-- Start --

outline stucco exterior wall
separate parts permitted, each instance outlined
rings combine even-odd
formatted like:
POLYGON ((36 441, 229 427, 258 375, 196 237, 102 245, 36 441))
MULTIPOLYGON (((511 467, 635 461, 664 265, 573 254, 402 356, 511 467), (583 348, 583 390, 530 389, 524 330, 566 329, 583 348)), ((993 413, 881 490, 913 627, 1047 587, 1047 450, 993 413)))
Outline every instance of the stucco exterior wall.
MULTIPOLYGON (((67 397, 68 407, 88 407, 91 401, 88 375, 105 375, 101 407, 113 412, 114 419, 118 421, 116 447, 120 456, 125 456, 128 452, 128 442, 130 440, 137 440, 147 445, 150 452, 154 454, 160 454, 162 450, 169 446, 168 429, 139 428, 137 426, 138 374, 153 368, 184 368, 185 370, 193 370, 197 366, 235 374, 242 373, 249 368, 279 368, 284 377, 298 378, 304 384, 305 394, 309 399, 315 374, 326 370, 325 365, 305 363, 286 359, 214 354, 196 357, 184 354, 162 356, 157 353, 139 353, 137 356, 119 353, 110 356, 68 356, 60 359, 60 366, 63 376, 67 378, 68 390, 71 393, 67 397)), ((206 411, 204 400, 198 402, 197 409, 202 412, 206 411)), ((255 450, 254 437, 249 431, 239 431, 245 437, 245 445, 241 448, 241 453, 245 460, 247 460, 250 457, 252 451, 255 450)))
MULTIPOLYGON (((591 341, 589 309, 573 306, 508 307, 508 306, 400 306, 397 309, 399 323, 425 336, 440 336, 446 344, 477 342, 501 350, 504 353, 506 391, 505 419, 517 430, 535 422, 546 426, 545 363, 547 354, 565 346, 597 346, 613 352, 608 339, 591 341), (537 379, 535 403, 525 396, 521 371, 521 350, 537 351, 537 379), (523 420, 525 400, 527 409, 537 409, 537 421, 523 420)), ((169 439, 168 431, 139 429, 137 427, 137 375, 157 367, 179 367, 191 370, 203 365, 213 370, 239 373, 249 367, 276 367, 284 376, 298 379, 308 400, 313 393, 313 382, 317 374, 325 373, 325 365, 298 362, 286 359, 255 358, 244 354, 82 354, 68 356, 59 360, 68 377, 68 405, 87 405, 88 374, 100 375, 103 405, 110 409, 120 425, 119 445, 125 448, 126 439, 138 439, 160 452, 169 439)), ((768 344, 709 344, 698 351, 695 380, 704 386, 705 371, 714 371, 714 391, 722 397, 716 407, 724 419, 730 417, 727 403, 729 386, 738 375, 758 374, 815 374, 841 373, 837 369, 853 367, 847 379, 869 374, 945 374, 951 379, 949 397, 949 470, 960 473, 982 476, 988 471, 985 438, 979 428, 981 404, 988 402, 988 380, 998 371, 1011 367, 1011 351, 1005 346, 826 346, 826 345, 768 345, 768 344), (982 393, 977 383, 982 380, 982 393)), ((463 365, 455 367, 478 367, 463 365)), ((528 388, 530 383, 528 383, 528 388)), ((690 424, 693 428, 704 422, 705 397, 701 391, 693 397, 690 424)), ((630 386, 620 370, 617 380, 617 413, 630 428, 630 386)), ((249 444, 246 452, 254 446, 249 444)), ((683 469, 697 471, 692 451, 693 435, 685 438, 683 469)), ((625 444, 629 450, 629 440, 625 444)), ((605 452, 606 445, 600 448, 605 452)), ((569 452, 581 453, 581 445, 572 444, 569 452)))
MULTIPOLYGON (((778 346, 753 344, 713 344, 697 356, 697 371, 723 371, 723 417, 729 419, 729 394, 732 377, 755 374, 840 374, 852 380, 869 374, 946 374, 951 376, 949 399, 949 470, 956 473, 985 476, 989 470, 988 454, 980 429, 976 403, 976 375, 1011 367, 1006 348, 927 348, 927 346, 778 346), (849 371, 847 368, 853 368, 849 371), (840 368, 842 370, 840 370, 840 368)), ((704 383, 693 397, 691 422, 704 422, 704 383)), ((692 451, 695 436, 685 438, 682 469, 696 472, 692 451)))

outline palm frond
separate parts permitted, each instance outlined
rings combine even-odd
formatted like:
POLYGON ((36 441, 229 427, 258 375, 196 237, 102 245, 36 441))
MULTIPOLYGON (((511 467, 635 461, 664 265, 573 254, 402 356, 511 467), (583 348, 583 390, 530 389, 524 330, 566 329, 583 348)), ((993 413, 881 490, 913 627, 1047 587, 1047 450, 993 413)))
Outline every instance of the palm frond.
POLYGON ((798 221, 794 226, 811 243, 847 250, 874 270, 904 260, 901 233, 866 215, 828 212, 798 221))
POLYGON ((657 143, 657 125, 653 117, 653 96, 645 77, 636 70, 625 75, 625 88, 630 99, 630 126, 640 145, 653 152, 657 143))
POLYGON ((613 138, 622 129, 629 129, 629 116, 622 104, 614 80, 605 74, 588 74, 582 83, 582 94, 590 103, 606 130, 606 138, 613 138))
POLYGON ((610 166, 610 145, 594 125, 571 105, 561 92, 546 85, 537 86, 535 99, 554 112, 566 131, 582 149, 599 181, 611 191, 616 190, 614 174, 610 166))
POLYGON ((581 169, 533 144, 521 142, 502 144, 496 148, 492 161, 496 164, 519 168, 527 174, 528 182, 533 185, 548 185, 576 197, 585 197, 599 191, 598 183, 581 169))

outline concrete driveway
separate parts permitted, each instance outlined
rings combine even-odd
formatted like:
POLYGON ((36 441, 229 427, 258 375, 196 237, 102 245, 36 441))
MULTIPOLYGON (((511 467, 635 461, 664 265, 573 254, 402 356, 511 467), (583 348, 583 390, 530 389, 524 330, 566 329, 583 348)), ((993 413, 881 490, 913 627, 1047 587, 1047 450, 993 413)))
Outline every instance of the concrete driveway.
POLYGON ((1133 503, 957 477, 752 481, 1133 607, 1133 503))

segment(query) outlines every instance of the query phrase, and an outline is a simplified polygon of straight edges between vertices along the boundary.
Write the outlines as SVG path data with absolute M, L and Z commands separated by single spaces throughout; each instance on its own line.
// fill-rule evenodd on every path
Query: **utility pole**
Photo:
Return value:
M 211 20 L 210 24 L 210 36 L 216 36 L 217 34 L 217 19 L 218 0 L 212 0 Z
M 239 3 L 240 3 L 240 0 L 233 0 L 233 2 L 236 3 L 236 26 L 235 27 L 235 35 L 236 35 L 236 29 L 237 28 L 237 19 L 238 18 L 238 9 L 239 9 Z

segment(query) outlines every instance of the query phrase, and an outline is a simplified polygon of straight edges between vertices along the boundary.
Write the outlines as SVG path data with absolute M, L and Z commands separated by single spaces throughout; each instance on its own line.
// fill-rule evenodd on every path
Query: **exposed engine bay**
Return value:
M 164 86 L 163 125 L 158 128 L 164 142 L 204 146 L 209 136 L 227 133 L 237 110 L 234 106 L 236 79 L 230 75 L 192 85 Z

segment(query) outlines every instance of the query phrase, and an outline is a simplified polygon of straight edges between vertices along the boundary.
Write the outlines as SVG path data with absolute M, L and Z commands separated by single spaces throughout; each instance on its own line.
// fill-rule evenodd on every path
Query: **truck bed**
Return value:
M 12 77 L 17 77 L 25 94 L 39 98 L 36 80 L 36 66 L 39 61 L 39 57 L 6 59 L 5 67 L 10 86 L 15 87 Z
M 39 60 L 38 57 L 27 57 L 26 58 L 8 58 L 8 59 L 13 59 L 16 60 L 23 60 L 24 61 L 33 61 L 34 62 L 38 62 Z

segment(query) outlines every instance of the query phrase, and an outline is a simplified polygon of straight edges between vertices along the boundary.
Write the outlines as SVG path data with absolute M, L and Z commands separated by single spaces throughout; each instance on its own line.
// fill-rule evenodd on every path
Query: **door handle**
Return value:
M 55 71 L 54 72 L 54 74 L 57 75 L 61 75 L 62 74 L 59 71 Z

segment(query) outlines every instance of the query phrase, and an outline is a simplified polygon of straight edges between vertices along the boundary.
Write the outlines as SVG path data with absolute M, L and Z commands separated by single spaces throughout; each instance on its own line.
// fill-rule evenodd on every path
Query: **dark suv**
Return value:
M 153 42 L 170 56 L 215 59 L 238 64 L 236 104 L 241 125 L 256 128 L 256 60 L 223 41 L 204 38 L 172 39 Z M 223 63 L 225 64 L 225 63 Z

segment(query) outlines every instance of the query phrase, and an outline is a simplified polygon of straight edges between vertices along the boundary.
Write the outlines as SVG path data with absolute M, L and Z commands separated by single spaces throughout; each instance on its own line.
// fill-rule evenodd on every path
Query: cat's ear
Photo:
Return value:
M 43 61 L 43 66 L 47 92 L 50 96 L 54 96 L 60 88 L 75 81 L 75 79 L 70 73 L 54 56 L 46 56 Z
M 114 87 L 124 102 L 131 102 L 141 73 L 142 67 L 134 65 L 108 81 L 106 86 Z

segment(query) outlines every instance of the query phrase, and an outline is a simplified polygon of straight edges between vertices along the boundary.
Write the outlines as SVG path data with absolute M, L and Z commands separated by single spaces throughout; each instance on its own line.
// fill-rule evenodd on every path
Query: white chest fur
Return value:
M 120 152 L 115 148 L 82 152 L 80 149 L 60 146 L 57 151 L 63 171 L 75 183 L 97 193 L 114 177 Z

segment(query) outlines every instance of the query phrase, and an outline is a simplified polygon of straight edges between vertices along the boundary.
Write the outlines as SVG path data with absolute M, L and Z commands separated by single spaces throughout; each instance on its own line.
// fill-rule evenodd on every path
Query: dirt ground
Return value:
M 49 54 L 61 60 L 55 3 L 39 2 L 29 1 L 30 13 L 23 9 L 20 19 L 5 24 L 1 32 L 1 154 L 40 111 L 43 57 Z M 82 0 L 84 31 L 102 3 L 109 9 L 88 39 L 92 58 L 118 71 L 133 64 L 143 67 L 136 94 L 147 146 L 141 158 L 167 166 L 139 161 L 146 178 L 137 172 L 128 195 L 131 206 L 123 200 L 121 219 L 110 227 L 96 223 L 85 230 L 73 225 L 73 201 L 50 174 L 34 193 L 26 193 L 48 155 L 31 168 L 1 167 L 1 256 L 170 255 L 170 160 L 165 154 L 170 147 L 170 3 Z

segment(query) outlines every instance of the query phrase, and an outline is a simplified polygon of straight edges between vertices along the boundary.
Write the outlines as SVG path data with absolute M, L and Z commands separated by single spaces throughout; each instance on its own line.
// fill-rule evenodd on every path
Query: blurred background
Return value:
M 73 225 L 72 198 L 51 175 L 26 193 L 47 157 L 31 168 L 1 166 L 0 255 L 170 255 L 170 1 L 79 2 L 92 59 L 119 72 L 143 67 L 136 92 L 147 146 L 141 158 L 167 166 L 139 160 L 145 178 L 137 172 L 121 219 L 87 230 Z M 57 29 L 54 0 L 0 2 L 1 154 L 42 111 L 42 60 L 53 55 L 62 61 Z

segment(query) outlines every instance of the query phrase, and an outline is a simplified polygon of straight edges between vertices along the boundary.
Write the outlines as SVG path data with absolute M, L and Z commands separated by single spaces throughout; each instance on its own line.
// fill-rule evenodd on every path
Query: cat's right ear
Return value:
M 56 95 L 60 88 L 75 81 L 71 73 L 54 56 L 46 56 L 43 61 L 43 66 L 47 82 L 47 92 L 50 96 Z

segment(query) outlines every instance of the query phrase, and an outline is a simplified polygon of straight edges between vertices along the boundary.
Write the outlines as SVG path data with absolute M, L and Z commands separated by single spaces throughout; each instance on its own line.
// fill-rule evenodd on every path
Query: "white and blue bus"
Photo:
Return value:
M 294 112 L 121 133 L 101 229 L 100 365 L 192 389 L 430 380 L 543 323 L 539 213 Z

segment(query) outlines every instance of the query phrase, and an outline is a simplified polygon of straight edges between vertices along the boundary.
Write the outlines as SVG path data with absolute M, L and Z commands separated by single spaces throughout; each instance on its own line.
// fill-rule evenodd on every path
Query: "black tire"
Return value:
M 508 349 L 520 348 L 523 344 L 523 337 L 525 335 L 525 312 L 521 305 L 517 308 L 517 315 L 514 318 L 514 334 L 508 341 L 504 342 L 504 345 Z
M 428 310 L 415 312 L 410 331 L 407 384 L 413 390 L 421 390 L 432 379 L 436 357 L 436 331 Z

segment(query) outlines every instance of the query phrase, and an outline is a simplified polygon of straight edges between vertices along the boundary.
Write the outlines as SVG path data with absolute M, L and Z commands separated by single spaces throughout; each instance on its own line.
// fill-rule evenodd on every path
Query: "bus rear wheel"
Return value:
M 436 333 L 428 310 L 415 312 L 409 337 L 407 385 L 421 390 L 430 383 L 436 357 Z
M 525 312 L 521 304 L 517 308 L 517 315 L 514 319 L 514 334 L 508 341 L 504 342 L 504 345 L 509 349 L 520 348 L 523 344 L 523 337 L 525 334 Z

-- End --

Aim of the exercise —
Put each line of the listing, from its first line through the line containing "Outline every instance of the stucco", into a JSON list of strings, one string per line, skipping any blank lines.

Reply to the exercise —
[
  "outline stucco exterior wall",
  "separate parts permitted, each instance outlined",
  "rings combine even-odd",
  "formatted like:",
  "POLYGON ((36 441, 229 427, 258 375, 196 237, 102 245, 36 441))",
  "MULTIPOLYGON (((511 467, 635 461, 664 265, 573 254, 402 356, 511 467), (583 348, 583 390, 530 389, 524 330, 566 329, 583 348)), ((993 413, 881 490, 913 627, 1047 587, 1047 450, 993 413)))",
  "Outline every instance of the stucco exterior wall."
]